_Data supplied_
## start

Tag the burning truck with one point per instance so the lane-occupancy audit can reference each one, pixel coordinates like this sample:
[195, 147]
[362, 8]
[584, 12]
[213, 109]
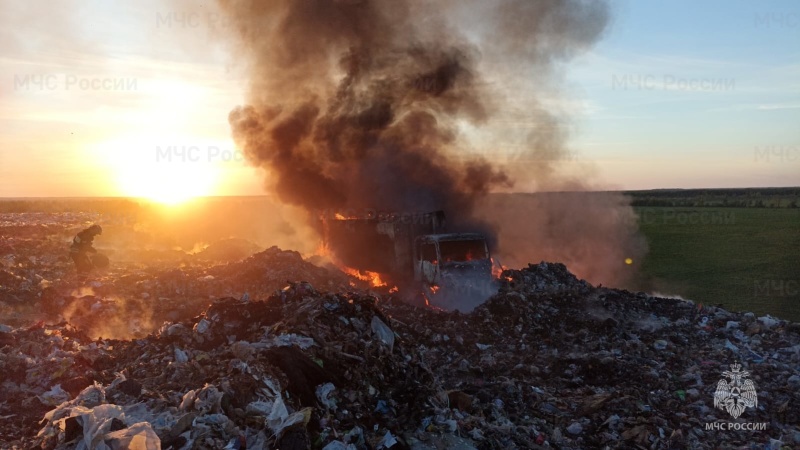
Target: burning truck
[415, 251]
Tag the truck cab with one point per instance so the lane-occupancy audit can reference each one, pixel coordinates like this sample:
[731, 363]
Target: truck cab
[452, 260]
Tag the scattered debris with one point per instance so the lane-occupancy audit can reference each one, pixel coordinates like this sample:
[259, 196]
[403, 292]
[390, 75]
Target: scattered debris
[549, 361]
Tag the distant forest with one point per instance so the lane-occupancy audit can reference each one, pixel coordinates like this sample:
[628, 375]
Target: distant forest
[731, 198]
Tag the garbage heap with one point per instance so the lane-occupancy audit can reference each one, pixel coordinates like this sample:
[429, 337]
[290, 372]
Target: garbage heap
[548, 362]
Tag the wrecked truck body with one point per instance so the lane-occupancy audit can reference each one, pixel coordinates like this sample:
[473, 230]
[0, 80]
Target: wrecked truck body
[412, 248]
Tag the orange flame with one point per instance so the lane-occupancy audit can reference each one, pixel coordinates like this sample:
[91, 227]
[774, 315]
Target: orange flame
[373, 277]
[497, 269]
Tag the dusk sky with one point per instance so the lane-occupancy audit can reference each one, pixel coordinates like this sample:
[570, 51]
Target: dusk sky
[96, 96]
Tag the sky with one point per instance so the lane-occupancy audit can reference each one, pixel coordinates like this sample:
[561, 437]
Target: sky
[132, 99]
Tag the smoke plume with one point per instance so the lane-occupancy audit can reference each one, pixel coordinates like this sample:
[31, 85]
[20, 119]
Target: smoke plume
[370, 104]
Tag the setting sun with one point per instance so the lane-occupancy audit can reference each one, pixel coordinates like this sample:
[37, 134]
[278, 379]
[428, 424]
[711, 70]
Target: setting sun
[159, 170]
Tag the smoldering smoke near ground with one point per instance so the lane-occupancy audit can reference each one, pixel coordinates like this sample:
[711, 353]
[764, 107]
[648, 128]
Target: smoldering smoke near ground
[357, 104]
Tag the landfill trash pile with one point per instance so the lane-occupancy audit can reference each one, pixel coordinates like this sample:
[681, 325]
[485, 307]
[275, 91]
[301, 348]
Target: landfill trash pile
[548, 362]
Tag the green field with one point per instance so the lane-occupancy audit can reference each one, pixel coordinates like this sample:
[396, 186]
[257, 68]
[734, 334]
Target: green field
[747, 259]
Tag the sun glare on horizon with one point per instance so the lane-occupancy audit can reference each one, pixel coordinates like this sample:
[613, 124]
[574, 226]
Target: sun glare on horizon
[168, 175]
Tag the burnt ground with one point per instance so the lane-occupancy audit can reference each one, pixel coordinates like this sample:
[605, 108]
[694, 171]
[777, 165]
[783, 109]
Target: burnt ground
[166, 349]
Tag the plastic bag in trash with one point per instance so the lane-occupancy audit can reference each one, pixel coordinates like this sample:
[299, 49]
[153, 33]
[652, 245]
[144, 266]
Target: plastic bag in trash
[384, 333]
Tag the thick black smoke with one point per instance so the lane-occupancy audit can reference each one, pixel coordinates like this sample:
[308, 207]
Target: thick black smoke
[362, 104]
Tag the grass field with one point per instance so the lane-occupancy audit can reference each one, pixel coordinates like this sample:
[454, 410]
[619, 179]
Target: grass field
[747, 259]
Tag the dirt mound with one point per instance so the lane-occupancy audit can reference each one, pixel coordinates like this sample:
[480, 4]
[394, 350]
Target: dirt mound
[549, 361]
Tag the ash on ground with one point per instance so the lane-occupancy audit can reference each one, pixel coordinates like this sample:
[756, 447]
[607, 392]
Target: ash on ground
[307, 360]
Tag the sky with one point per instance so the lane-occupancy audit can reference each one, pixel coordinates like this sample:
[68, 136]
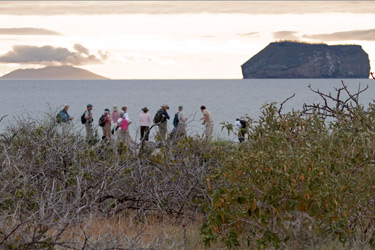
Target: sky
[171, 39]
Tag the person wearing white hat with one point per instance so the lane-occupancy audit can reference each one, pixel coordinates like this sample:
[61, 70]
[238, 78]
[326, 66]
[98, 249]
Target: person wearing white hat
[88, 118]
[65, 119]
[181, 126]
[144, 121]
[163, 128]
[208, 122]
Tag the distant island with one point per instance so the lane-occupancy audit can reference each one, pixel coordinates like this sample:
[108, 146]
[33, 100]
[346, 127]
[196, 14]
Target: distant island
[303, 60]
[52, 73]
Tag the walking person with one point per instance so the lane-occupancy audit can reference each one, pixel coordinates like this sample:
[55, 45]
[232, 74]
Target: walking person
[240, 127]
[208, 122]
[106, 119]
[161, 118]
[88, 118]
[128, 138]
[145, 121]
[65, 119]
[181, 125]
[123, 124]
[115, 116]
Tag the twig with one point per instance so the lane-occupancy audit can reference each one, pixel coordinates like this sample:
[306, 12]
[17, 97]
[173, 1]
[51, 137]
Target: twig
[281, 105]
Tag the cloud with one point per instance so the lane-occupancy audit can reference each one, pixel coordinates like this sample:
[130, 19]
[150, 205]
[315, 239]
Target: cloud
[285, 35]
[48, 55]
[183, 7]
[81, 49]
[28, 31]
[249, 34]
[363, 35]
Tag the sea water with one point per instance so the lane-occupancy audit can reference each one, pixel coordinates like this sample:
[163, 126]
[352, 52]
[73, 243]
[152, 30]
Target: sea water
[225, 99]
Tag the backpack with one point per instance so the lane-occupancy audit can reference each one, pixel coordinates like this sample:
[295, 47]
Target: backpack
[58, 118]
[243, 124]
[124, 124]
[83, 119]
[158, 116]
[175, 120]
[102, 121]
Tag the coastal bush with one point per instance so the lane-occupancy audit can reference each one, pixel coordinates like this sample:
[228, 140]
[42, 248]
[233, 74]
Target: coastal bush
[54, 187]
[299, 180]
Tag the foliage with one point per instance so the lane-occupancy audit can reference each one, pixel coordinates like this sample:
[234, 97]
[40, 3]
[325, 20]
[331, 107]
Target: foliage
[52, 183]
[297, 180]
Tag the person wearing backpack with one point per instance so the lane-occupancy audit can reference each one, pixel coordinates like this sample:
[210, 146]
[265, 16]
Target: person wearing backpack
[240, 127]
[115, 116]
[175, 124]
[160, 119]
[181, 123]
[208, 122]
[144, 121]
[64, 119]
[105, 123]
[87, 119]
[123, 123]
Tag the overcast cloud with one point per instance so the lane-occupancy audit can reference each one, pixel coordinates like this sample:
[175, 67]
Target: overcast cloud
[28, 31]
[364, 35]
[285, 35]
[48, 55]
[183, 7]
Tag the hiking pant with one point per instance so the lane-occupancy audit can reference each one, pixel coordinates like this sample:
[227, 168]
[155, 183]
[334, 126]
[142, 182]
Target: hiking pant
[181, 130]
[144, 133]
[66, 127]
[208, 130]
[89, 131]
[107, 133]
[163, 130]
[124, 136]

## end

_Required task_
Write out all of the lines above again, putting "roadside-hazard review" wherever "lane-occupancy audit" appears and keeping everything else unchanged. Leave the pictures out.

_Answer to this task_
Tag the burning truck with one point per instance so the roadside-hazard review can reference each one, pixel coordinates like this sample:
[195, 147]
[362, 8]
[584, 12]
[213, 109]
Target: burning truck
[415, 251]
Tag the truck cab with one point per instance so the roadside-hazard review can reference each one, pixel coordinates like this sample:
[731, 363]
Target: truck cab
[452, 260]
Tag the scattered debris with one point per instance so the roadside-hazard review can reference each one, pixel coordinates like this sample:
[259, 196]
[403, 292]
[390, 75]
Target: scattered debris
[549, 361]
Tag the distant forest with one point per instance so the roadside-hazard review can reference each one, pixel coordinates like this sample:
[628, 375]
Target: distant forest
[731, 198]
Tag the garbage heap with one point per instance so the roadside-hazard review can reference each one, pixel coordinates like this sample:
[429, 337]
[290, 372]
Target: garbage heap
[548, 362]
Tag the wrecked truck body with one point per instance so the roadside-hazard review can reference each one, pixel coordinates like this sample:
[473, 230]
[0, 80]
Target: wrecked truck body
[412, 248]
Tag the orange flame with one point per instance so the roadside-hazard review can reference each one, pixel coordinates like this sample:
[91, 227]
[774, 315]
Target: orange flame
[373, 277]
[497, 269]
Tag the dusk sky with one point per instance so the roadside-hazard review can reference each one, pixel coordinates like this sample:
[570, 51]
Target: dusk sky
[96, 96]
Tag the sky with one point per instance so the roadside-hazard review can reference each one, pixel coordinates like this sample:
[561, 437]
Target: sky
[132, 99]
Tag the smoke plume with one point per instance so the roadside-hazard review can reference each one, pixel coordinates like this sample:
[31, 85]
[20, 119]
Target: smoke plume
[370, 104]
Tag the setting sun with one point per instance so the roadside-hazard review can reference each one, pixel coordinates like this sample:
[37, 134]
[278, 379]
[428, 424]
[711, 70]
Target: setting sun
[159, 170]
Tag the smoldering smoke near ground with one point per instance so the roadside-hazard review can reference each one, pixel coordinates like this sample:
[711, 353]
[764, 107]
[648, 128]
Target: smoldering smoke near ground
[357, 104]
Tag the landfill trash pile with one point per instance so the roadside-hazard review can reference each one, pixel coordinates like this sample:
[681, 325]
[485, 307]
[275, 91]
[301, 348]
Target: landfill trash pile
[548, 362]
Tag the green field with one point per instance so the roadside-hazard review can reference each one, pixel coordinates like this sample:
[396, 186]
[257, 68]
[734, 334]
Target: green field
[747, 259]
Tag the sun glare on horizon with one point per instance so the roadside-hazard review can reference each one, pixel coordinates like this sample:
[613, 124]
[574, 226]
Target: sun glare on horizon
[168, 175]
Tag the burnt ground with one point per instance so the roadside-hazard review can reference each one, pixel coordinates like this sample:
[605, 108]
[694, 171]
[777, 165]
[783, 109]
Target: burnt ground
[166, 349]
Tag the plastic bag in trash with one point per instance so the roadside-hazard review can reference each one, pixel coordinates like this sample:
[299, 49]
[153, 33]
[652, 245]
[144, 266]
Target: plastic bag in trash
[384, 333]
Tag the thick black smoke with one point per instance so the roadside-hazard review can reference each one, pixel coordinates like this sample:
[308, 207]
Target: thick black smoke
[362, 104]
Tag the grass field with one point per instance so the roadside-hazard review can reference each one, pixel coordinates like this sample:
[454, 410]
[619, 179]
Target: grass field
[747, 259]
Tag the dirt mound with one point per instance so the roadside-hazard review can reference each one, pixel coordinates like this sample:
[480, 4]
[394, 350]
Target: dirt mound
[549, 361]
Tag the ash on ground with one point per instance so the roadside-hazard review can reference each one, pixel coordinates like this sample:
[756, 447]
[607, 392]
Target: ash on ground
[307, 360]
Tag the sky with one point per instance so the roadside-hazard review can reference each one, pixel coordinates like this sample:
[68, 136]
Target: sky
[171, 39]
Tag the person wearing white hat with one point per instance so the roadside-hazard review can reference each one, pixel coordinates like this sample:
[61, 70]
[238, 78]
[326, 66]
[98, 249]
Target: person wearing white hat
[88, 118]
[65, 119]
[181, 126]
[144, 121]
[163, 128]
[208, 122]
Tag the distant island with one point per instance so the roadside-hazard review can reference each one, pixel coordinates like this sample:
[108, 146]
[33, 100]
[346, 127]
[196, 14]
Target: distant island
[303, 60]
[52, 73]
Tag the walking person with one point per instance so the roadside-hazard review can reference each one, pixel coordinates like this sample:
[55, 45]
[232, 74]
Target: walking person
[240, 127]
[208, 122]
[106, 119]
[161, 118]
[88, 118]
[128, 138]
[145, 121]
[65, 119]
[181, 125]
[123, 124]
[115, 116]
Tag the twig with one point per instance so the roadside-hazard review can reference each one, pixel coordinates like this sample:
[306, 12]
[17, 97]
[173, 1]
[51, 137]
Target: twig
[281, 105]
Tag the cloud with one point per instance so the roadside-hazard review can reference each one, pixel coordinates like this sample:
[130, 19]
[150, 205]
[315, 239]
Target: cloud
[285, 35]
[48, 55]
[183, 7]
[81, 49]
[28, 31]
[249, 34]
[363, 35]
Tag the sea water with one point per instance so the roadside-hazard review can reference each one, pixel coordinates like this sample:
[163, 126]
[352, 52]
[73, 243]
[152, 30]
Target: sea water
[225, 99]
Tag the backpack with one point per instance so the roadside-hazard review can reference each one, pixel coordinates like this sample:
[295, 47]
Target: backpack
[58, 118]
[243, 124]
[124, 124]
[83, 119]
[158, 116]
[175, 120]
[102, 121]
Tag the coastal bush with one point per instance so the roadside-hazard review can reference each one, pixel coordinates like this sample:
[228, 140]
[42, 248]
[233, 74]
Target: coastal bush
[54, 187]
[299, 180]
Tag the foliage with one point per instance so the roadside-hazard review can reference each one, pixel coordinates like this sample:
[234, 97]
[40, 3]
[325, 20]
[331, 107]
Target: foliage
[52, 183]
[297, 180]
Tag the person wearing backpack with one point per instance so the roadside-hazard review can reference each one, pixel coordinates like this sample:
[210, 146]
[265, 16]
Target: person wearing backpack
[240, 127]
[115, 116]
[175, 124]
[160, 119]
[181, 123]
[208, 122]
[144, 121]
[64, 119]
[105, 123]
[87, 119]
[123, 123]
Tag the overcast cloud with one point per instance so the roadside-hazard review can reference each one, pixel coordinates like this sample:
[175, 67]
Target: overcast cloud
[28, 31]
[364, 35]
[285, 35]
[48, 55]
[183, 7]
Tag the hiking pant with one point per instance so the roadside-hazard review can reference each one, pixel coordinates like this sample:
[227, 168]
[155, 183]
[334, 126]
[142, 182]
Target: hiking pant
[181, 130]
[144, 133]
[66, 127]
[208, 130]
[89, 131]
[107, 133]
[163, 130]
[124, 136]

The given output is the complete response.